Information given
---+---
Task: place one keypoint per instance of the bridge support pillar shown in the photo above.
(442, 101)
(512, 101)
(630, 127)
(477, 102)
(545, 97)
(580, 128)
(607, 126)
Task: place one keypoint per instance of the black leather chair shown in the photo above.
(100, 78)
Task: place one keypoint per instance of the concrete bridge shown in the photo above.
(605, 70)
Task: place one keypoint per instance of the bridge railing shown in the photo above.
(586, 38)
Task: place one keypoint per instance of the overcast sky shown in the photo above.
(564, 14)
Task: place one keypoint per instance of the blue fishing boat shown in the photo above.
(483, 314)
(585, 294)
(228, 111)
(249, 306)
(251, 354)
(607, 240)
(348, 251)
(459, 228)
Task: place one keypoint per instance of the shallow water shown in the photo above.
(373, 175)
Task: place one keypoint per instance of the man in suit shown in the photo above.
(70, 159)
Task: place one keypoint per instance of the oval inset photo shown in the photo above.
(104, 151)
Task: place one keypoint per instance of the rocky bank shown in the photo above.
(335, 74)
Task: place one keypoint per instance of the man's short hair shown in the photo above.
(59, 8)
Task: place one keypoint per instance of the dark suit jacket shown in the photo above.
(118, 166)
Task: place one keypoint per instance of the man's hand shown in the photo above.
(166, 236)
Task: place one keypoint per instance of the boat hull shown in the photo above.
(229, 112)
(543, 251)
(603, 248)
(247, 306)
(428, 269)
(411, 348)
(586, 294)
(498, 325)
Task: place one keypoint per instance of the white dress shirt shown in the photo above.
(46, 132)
---+---
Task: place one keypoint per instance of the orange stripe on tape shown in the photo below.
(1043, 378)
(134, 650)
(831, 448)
---+---
Instructions to follow
Count the lines in the rows above that contain the string "boat", matching case exactly, and reply with the number alone.

Written answer
2